DESCRIPTION OF THE TASK – In the Reiji Hiramatsu article, take the part that opens with "In 1994 he visited" and closes with "Art in Berlin.", switch "screens" to "panels", and give that part again.

-------- PASSAGE TO READ --------

= Reiji Hiramatsu =

Japanese Nihonga painter

Reiji Hiramatsu (平松 礼二 Hiramatsu Reiji, b. 1941 in Tokyo) is a Japanese Nihonga painter.

== Biography ==
His father was a civil servant who moved the family to Nagoya in 1946, where Reiji Hiramatsu would grow up. Early on he developed interest in the traditional painting techniques of Nihonga, however on behest of his parents he first studied law and economics at the Aichi University. He began his artistic career after graduating and developed into one of the foremost representatives of Nihonga. In 1967 he married his wife Hiroko, who would encourage him in his pursuit of painting.

In 1994 he visited the Musée de l'Orangerie and Giverny in France. He was inspired by Claude Monet and produced a number of paintings and byōbu screens that re-interpret Monet's Water Lilies, which in turn originally were inspired by Japonisme. Reiji's Water Lilies were exhibited in 2013 at the Museum of Impressionism in Giverny, as well as the Museum of Asian Art in Berlin.

In 2013 he also donated 34 pieces, including “Japanese Apricot Banquet” and “Mt. Daikan in Golden Yellow in Autumn”, to the Yugawara Art Museum.

-------- DATA LISTING --------

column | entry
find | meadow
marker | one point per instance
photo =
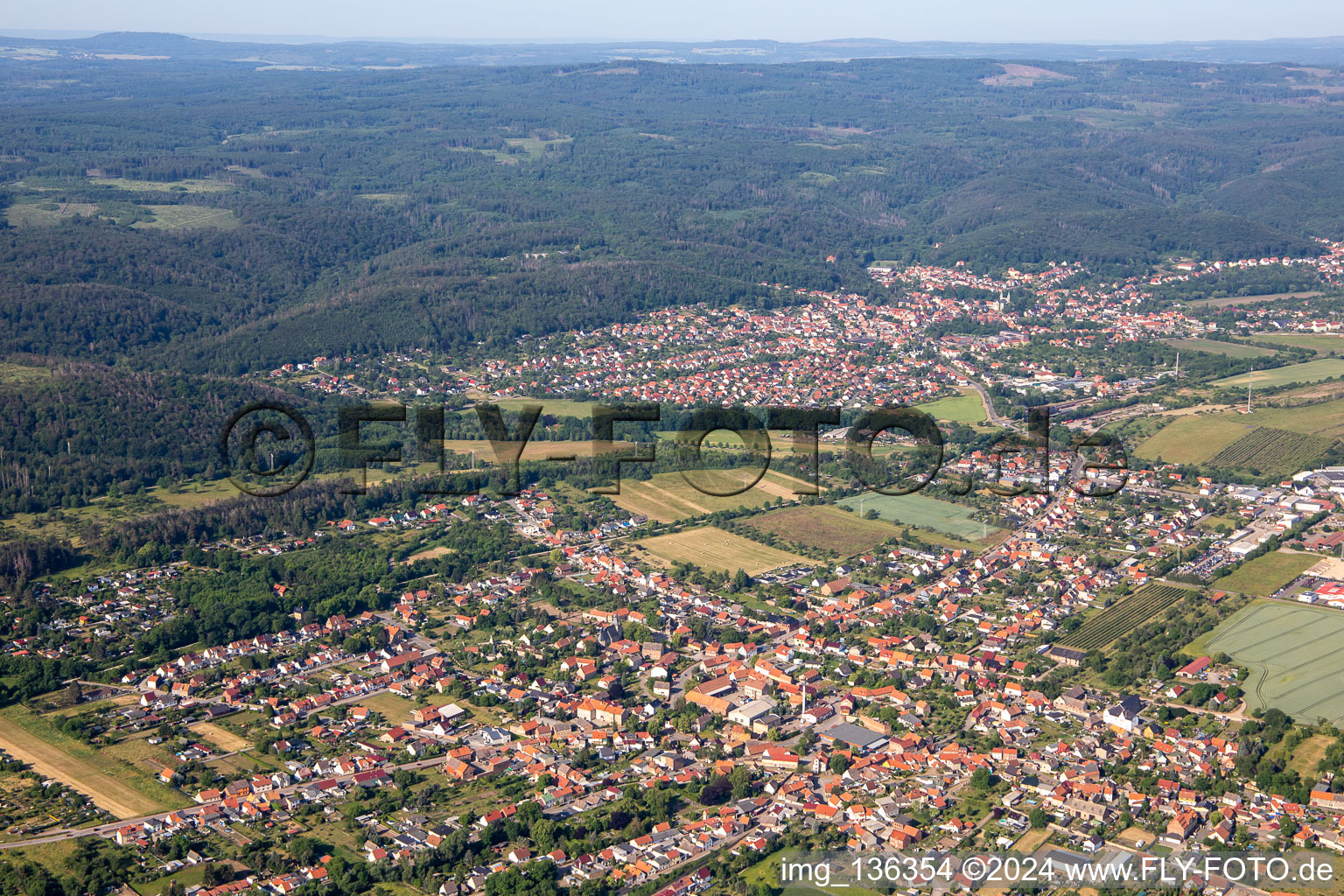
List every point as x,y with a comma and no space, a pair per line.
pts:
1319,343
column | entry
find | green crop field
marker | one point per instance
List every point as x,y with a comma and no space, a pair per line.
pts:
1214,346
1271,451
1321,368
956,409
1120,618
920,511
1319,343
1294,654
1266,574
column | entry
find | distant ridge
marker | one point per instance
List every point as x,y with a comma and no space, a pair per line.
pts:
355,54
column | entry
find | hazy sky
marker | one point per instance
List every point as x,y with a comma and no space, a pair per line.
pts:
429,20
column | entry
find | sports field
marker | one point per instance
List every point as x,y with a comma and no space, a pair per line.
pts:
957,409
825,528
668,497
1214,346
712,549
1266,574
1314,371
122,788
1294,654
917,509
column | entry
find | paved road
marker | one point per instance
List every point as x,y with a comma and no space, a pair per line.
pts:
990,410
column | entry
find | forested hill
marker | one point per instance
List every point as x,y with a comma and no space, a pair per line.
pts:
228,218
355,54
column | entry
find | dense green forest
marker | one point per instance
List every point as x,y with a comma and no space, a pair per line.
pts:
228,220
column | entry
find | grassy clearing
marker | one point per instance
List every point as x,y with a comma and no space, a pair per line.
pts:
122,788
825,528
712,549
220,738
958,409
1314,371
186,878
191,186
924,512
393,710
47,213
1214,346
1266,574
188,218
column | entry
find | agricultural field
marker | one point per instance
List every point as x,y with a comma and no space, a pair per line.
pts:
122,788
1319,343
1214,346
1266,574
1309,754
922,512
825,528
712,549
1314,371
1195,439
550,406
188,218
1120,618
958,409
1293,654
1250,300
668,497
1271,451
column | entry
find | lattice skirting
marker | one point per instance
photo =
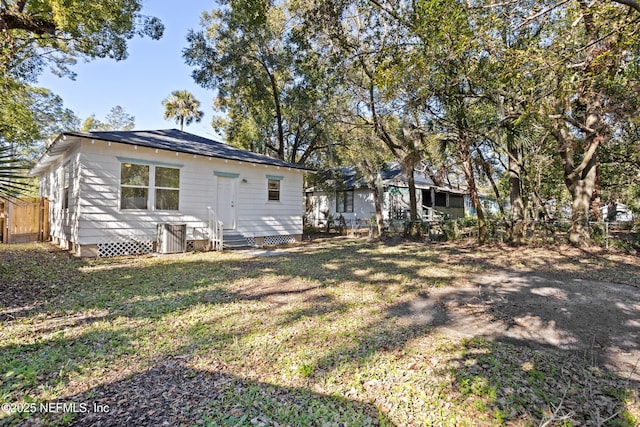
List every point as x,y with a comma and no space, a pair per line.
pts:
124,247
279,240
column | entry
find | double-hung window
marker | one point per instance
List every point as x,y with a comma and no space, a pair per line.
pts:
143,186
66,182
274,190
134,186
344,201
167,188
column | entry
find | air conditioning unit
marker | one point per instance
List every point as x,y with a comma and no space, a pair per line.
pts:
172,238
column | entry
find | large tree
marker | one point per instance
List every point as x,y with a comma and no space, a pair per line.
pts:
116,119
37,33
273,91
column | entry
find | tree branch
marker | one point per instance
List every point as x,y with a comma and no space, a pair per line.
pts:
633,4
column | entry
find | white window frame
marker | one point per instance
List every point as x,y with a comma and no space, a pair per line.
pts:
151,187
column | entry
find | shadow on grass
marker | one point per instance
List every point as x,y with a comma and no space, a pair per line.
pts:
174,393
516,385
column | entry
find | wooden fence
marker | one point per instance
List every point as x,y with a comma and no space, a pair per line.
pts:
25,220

--------
-------- DATA LISTING --------

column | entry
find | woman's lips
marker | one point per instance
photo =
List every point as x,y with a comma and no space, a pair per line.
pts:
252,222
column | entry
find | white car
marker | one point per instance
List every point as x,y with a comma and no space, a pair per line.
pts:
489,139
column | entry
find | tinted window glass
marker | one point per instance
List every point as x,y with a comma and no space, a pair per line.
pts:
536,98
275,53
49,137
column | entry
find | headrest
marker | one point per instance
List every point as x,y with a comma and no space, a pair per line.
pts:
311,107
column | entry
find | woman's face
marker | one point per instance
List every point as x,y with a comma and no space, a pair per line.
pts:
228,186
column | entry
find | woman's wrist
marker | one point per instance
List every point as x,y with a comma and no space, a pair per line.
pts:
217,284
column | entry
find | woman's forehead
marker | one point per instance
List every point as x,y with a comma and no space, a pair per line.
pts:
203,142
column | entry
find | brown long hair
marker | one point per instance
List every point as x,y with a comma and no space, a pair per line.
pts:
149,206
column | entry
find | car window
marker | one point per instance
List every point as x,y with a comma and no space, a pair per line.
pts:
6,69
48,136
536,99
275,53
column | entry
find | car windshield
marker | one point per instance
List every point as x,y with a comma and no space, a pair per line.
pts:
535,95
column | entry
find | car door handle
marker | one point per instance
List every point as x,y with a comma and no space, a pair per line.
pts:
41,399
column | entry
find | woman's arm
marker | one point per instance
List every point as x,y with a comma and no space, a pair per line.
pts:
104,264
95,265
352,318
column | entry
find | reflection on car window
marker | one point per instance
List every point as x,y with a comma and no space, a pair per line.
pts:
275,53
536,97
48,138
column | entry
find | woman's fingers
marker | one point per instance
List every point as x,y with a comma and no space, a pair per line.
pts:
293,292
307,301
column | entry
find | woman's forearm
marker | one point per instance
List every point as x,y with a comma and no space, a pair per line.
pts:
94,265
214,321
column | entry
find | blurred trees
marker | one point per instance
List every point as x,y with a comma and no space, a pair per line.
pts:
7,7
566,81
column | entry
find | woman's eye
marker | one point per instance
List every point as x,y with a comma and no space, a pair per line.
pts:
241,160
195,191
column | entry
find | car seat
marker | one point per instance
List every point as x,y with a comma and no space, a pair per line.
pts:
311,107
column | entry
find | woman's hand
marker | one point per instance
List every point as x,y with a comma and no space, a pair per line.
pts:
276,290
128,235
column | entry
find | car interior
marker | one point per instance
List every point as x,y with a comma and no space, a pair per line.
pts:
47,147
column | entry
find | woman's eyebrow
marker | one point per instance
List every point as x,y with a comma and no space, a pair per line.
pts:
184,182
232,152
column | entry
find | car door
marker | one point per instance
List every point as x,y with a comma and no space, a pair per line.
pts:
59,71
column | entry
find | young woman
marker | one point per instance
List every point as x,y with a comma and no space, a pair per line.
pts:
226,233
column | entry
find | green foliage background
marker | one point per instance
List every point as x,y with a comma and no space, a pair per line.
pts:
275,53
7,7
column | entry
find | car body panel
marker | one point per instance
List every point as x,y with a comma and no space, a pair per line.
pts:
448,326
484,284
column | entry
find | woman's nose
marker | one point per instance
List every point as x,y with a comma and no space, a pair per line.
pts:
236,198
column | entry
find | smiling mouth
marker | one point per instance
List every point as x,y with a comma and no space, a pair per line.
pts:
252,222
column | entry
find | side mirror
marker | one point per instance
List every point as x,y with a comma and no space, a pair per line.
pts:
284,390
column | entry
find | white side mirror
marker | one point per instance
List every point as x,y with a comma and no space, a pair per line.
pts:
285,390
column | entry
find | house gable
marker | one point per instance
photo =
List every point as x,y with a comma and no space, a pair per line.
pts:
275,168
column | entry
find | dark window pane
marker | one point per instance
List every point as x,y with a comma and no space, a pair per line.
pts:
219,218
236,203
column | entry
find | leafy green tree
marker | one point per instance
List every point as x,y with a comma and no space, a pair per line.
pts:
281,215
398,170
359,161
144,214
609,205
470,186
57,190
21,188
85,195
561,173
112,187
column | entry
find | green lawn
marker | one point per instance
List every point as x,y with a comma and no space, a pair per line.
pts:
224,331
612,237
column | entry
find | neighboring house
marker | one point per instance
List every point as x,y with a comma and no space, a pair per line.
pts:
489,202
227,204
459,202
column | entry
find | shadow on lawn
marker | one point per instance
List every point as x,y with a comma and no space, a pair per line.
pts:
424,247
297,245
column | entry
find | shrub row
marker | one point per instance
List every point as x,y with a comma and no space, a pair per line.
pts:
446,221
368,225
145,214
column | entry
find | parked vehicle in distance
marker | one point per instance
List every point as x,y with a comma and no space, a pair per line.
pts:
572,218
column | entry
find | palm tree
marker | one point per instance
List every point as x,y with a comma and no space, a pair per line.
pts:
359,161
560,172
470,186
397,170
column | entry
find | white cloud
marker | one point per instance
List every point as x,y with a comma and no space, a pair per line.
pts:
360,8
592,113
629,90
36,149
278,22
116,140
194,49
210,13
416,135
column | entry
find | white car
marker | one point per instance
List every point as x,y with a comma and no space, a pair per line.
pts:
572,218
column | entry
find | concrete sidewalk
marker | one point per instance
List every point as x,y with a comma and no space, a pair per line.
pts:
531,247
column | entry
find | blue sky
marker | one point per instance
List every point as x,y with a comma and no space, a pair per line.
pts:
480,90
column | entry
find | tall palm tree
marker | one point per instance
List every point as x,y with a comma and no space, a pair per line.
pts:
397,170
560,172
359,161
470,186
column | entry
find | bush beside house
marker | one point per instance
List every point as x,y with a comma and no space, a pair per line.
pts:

--------
-------- DATA LISTING --------

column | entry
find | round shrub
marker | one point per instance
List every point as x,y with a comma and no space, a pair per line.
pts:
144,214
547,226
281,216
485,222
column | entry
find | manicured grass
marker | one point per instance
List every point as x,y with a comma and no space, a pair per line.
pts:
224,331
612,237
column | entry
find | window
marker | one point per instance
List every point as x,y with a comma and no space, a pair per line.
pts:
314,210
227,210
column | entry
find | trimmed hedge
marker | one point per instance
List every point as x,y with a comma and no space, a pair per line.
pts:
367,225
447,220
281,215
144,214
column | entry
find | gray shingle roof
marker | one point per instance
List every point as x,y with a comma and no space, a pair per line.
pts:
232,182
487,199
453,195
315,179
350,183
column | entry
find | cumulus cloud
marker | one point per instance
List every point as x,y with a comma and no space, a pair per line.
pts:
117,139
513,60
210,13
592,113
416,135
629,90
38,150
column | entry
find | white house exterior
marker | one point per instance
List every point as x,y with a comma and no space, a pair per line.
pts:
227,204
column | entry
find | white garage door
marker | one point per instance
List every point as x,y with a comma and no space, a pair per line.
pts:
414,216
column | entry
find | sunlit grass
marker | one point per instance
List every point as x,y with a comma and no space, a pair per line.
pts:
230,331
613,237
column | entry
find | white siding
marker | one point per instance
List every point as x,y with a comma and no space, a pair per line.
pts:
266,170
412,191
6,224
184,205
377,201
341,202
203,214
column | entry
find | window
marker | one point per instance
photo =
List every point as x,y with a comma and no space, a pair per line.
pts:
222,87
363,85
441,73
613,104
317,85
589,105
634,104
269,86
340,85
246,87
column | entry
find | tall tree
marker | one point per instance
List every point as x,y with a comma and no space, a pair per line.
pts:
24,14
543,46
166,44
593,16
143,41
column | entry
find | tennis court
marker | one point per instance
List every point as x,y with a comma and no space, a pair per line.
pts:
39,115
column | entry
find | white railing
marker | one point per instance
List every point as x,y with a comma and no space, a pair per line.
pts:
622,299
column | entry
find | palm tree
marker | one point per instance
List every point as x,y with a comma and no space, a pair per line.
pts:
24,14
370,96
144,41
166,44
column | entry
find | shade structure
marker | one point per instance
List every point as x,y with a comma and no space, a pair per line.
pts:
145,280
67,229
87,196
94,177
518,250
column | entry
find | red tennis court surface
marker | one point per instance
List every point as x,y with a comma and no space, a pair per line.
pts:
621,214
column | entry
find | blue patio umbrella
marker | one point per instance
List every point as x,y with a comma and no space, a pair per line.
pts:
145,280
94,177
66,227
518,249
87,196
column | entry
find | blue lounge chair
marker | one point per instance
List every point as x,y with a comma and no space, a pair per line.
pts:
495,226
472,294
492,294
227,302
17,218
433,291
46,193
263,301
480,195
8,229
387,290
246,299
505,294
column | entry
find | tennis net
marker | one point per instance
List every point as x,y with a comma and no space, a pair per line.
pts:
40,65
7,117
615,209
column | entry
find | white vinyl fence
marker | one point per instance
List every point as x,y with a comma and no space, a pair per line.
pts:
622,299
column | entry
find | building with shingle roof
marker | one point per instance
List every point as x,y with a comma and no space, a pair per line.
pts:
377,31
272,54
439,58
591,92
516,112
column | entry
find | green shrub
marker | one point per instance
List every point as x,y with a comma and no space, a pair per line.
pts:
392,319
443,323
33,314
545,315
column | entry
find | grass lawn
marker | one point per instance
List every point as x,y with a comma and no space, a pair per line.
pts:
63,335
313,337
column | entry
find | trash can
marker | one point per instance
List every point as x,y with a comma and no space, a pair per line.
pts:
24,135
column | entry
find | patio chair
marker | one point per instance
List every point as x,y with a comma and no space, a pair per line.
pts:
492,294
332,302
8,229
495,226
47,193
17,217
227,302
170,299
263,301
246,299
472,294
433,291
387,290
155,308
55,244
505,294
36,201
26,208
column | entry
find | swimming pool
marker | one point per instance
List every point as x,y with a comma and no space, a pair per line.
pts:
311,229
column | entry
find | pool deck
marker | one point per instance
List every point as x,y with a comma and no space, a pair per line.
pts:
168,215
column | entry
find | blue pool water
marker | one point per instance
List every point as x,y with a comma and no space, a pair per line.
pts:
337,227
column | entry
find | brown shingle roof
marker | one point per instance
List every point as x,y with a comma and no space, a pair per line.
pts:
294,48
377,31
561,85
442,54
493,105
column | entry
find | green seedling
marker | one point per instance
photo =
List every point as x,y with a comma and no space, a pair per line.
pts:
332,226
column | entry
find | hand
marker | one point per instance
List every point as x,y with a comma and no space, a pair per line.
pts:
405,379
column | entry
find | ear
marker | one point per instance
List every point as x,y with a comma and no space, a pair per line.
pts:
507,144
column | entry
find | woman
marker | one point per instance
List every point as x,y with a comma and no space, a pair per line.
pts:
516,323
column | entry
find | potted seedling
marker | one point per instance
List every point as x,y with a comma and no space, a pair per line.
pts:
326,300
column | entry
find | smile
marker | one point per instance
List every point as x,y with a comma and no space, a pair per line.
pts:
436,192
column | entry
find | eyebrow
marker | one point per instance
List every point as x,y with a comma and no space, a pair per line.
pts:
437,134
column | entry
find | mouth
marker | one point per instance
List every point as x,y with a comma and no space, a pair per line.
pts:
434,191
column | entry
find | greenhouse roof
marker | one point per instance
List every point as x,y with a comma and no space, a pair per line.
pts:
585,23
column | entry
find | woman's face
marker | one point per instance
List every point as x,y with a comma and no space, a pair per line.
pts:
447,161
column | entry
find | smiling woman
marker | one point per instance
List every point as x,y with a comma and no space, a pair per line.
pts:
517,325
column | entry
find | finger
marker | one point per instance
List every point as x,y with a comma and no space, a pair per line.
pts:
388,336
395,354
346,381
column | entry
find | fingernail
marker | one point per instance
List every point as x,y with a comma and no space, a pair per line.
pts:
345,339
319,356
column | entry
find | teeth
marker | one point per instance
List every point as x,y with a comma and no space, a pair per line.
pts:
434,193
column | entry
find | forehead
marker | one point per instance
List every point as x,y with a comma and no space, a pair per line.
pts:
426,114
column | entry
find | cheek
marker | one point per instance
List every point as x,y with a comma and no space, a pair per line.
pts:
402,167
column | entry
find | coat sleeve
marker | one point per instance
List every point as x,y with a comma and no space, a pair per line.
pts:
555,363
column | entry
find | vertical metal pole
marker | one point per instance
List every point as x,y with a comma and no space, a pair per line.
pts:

--------

RESULT BELOW –
In 1994 he visited the Musée de l'Orangerie and Giverny in France. He was inspired by Claude Monet and produced a number of paintings and byōbu panels that re-interpret Monet's Water Lilies, which in turn originally were inspired by Japonisme. Reiji's Water Lilies were exhibited in 2013 at the Museum of Impressionism in Giverny, as well as the Museum of Asian Art in Berlin.